__Provided text__:

────────────────────

Credit:  August 7, 2013 | by KSE FOCUS | congress.org ~~

A total of 29 states currently have mandated Renewable Portfolio Standards (RPS), while eight have voluntary targets. An RPS requires that a certain percentage of a state’s electric energy mix be generated from renewable energy sources, typically hydro, solar, wind, geothermal and biomass. The deadline for compliance with these standards is approaching and states are having a hard time meeting them. An emerging issue in these states is whether large scale hydropower should be eligible for compliance with an RPS. Most states will require legislation to make large hydro projects eligible.

Seven percent of the nation’s electricity was generated by hydropower, which represents 65 percent of renewable generation, according to the National Hydropower Association (NHA). More than 1600 hydropower facilities operating in the U.S. provide power to more than 30 million homes. While plants are located throughout the U.S. and Canada, the top 10 hydropower generating states include: Alabama, Arizona, California, Idaho, Montana, New York, North Carolina, Oregon, Tennessee and Washington. Quebec and Ontario are also huge producers of hydropower. In addition to abundance, advocates, like the NHA, tout hydroelectricity as affordable, safe and reliable. It seems almost certain that large scale hydro could be used to help states comply with their legislatively mandated RPS.

────────────────────

__Provided information__:
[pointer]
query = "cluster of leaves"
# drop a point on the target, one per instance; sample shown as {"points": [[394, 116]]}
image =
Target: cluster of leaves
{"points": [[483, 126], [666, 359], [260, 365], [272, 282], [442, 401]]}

────────────────────

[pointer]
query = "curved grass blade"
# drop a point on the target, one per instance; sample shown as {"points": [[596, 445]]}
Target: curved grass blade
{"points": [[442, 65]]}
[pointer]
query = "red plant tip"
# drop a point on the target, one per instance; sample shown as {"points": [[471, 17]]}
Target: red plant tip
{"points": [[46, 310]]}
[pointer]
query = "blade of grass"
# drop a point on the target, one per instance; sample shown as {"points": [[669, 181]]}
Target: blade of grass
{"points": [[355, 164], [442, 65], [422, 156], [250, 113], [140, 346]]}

────────────────────

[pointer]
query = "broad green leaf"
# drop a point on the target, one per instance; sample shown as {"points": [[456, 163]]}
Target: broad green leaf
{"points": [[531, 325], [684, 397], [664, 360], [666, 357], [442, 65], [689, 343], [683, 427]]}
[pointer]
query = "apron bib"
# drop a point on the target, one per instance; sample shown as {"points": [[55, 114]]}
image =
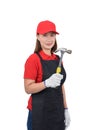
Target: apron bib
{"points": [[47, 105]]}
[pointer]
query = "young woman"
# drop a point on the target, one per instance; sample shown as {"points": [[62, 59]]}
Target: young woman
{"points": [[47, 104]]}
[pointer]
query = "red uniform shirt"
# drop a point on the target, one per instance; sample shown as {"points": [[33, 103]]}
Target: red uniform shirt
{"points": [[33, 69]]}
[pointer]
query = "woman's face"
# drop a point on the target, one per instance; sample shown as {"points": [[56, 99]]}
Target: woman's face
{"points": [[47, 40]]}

────────────────────

__Requirement A__: Translate this sentence from the hydropower text into Spanish: "Most states will require legislation to make large hydro projects eligible."
__Requirement B__: According to the hydropower text, how many hydropower facilities operate in the U.S.?
__Requirement C__: Copy the hydropower text from "Credit:  August 7, 2013" to "hydro projects eligible.".

__Exercise solution A__: La mayoría de los estados necesitarán legislación para que los grandes proyectos hidroeléctricos sean elegibles.

__Exercise solution B__: More than 1600.

__Exercise solution C__:
Credit:  August 7, 2013 | by KSE FOCUS | congress.org ~~

A total of 29 states currently have mandated Renewable Portfolio Standards (RPS), while eight have voluntary targets. An RPS requires that a certain percentage of a state’s electric energy mix be generated from renewable energy sources, typically hydro, solar, wind, geothermal and biomass. The deadline for compliance with these standards is approaching and states are having a hard time meeting them. An emerging issue in these states is whether large scale hydropower should be eligible for compliance with an RPS. Most states will require legislation to make large hydro projects eligible.